• _PROVIDED INFORMATION_
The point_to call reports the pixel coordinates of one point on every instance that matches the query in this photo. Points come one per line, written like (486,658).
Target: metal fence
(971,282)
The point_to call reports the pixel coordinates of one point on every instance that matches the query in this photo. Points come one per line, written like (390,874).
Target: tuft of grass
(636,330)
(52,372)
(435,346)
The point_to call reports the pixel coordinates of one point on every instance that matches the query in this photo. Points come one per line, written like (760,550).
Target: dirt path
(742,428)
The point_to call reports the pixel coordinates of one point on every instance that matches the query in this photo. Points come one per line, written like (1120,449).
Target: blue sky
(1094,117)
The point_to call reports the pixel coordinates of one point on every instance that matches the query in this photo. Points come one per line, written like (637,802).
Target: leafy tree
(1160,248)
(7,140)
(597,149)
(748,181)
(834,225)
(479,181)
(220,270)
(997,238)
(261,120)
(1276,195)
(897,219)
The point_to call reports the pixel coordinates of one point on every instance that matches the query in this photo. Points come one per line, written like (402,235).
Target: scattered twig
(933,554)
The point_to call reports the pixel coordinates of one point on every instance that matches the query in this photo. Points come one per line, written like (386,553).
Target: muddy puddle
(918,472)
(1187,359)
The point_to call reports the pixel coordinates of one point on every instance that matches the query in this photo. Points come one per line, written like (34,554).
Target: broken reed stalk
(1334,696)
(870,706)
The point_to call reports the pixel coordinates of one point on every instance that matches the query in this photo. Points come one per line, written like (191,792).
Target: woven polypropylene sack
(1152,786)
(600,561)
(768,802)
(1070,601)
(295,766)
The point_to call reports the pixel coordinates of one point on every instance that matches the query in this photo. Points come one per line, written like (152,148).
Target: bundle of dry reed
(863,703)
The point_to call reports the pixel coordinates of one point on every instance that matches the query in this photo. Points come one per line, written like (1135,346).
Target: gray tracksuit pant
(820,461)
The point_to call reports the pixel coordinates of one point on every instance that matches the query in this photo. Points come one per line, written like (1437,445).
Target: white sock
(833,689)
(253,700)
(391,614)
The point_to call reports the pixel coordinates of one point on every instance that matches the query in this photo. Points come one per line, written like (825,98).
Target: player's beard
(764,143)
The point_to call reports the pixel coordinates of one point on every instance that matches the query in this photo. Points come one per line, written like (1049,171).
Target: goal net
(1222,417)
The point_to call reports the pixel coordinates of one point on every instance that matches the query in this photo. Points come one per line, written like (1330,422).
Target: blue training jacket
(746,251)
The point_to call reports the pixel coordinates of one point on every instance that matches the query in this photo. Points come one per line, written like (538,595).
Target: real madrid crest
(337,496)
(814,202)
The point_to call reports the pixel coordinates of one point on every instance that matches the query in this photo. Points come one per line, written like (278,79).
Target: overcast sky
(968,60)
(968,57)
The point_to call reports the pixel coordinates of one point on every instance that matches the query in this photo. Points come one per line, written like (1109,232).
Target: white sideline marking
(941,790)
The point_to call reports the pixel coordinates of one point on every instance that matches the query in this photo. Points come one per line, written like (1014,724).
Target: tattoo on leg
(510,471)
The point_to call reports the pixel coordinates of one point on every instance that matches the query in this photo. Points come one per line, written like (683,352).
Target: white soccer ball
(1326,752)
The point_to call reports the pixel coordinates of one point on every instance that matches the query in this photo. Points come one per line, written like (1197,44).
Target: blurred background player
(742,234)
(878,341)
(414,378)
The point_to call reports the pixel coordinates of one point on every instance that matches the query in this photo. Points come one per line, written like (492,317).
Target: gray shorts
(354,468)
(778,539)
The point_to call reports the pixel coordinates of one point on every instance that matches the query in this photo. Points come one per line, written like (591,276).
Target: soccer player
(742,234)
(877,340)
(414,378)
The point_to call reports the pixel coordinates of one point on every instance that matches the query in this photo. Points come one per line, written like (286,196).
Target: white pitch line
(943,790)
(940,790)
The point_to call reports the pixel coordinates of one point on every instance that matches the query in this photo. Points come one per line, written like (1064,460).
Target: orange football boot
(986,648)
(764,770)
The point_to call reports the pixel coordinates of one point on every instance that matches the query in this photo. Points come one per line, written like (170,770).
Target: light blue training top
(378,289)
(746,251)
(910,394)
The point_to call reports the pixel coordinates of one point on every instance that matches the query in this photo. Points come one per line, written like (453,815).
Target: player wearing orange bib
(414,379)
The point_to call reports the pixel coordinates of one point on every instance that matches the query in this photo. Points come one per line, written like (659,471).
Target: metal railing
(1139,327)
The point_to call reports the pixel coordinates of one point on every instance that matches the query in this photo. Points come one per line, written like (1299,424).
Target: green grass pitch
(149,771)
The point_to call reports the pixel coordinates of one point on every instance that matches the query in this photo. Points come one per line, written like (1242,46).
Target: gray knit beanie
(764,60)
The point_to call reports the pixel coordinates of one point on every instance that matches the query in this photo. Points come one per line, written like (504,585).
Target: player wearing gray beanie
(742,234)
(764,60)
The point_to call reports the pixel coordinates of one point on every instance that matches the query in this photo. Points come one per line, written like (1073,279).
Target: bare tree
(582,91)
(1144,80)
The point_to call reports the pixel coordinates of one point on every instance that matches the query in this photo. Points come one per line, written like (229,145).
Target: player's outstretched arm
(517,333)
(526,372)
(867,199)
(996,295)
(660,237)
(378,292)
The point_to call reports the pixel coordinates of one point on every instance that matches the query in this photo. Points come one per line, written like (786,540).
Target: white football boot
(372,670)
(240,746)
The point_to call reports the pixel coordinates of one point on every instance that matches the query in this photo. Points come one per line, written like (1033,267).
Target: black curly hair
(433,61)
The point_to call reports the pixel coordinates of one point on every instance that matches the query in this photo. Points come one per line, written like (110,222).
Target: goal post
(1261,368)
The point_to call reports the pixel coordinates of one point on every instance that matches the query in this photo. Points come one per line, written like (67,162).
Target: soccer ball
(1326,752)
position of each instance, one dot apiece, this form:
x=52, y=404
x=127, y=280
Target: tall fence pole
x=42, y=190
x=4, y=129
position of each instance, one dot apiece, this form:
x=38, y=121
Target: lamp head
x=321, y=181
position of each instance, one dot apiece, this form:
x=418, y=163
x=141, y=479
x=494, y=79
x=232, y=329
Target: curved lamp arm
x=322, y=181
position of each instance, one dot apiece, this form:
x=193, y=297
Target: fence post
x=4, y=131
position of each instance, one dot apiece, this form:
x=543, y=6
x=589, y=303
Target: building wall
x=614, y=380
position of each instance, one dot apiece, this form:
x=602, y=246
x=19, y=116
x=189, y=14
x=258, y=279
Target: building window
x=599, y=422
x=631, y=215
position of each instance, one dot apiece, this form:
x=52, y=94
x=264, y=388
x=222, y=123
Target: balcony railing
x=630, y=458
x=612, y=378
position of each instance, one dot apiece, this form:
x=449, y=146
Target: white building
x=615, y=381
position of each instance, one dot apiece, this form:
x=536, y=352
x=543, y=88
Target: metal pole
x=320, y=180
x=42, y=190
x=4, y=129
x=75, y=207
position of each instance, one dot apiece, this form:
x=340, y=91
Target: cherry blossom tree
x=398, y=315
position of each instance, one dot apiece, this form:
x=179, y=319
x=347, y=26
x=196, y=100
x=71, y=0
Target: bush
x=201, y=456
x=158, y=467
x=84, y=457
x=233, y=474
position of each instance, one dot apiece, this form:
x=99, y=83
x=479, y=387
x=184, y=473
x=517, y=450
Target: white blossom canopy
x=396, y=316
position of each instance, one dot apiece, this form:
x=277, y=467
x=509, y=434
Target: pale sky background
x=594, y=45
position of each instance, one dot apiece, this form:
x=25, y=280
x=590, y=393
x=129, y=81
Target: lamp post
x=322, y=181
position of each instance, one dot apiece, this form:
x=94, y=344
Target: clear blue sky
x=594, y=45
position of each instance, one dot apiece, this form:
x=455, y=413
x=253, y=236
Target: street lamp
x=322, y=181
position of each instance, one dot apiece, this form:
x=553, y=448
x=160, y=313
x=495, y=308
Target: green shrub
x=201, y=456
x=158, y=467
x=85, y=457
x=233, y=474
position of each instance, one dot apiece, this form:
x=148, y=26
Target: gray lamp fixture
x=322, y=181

• _WHAT THE TASK ASKS_
State how many lines in the material above contain the string "blossom", matching case exactly. Reply with the number alone.

• _RESPONSE TO THE TASK_
2